Your goal -
Swap every "pin" in the rows below for "mark" and write the rows out again with nothing else changed. Leave the pictures out of your output.

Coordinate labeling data
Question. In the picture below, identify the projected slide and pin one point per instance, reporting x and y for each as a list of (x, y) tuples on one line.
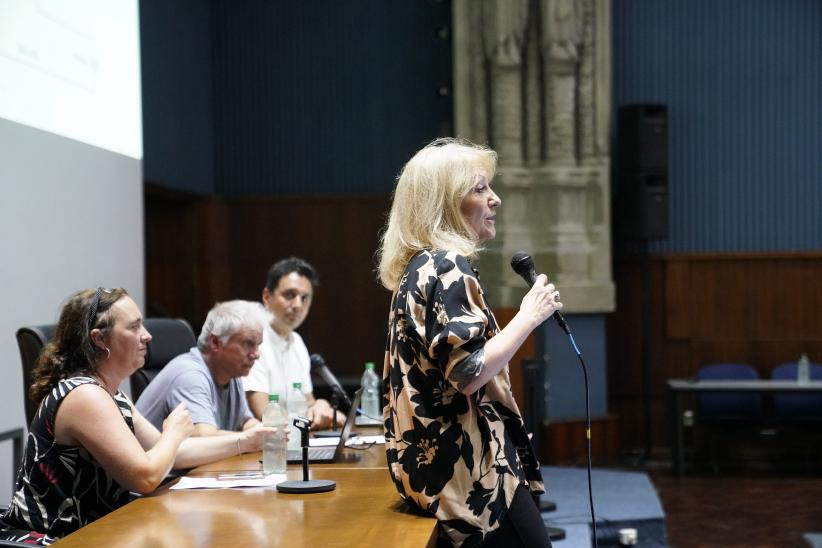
[(73, 68)]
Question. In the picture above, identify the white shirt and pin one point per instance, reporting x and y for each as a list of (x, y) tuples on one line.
[(282, 362)]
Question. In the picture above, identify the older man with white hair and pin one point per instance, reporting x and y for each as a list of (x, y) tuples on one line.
[(208, 377)]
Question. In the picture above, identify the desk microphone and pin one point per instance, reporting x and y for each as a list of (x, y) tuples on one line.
[(318, 367), (523, 264)]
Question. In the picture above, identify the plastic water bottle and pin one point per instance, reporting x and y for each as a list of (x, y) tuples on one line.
[(803, 369), (371, 404), (297, 407), (274, 458)]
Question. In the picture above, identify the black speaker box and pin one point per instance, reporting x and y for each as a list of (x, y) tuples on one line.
[(642, 137), (642, 205)]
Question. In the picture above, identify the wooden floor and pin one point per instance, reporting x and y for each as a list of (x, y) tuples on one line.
[(740, 508)]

Completed task -
Question. In the picture below, identify the projected slide and mark one point per instance, reporting x and y for each as a list of (x, y) tuples on one line.
[(73, 68)]
Question. In the picture above, identify the white shirt and mark one point per instance, reporting x and y for each as a list of (x, y) tuples on one line.
[(282, 362)]
Question. In the picture above, identify the older man with white hair and mark one point per instance, reporting x and y for each as a list of (x, y) tuples on one line.
[(208, 377)]
Question. In the picture above, identify the desk microphone and mark one point per instance, reporting x and y for each as a list of (x, y) tuples on one line.
[(318, 367), (523, 264)]
Question. In the picture above, identify the plastic water bottle and mark one point per instance, reporting x and y for each as a list of (x, y) tuples on one line.
[(803, 369), (371, 404), (297, 407), (274, 458)]
Question. In the picture above, identify the black speaker box and mark one point per instance, reporting x and y for each as a list of (x, y) tuples on one line.
[(642, 137), (642, 205)]
Question. In the picture above, identify the wooden floor and mark one point per instance, reporting x and y for each as a list of (x, y) tuples on one line.
[(740, 508)]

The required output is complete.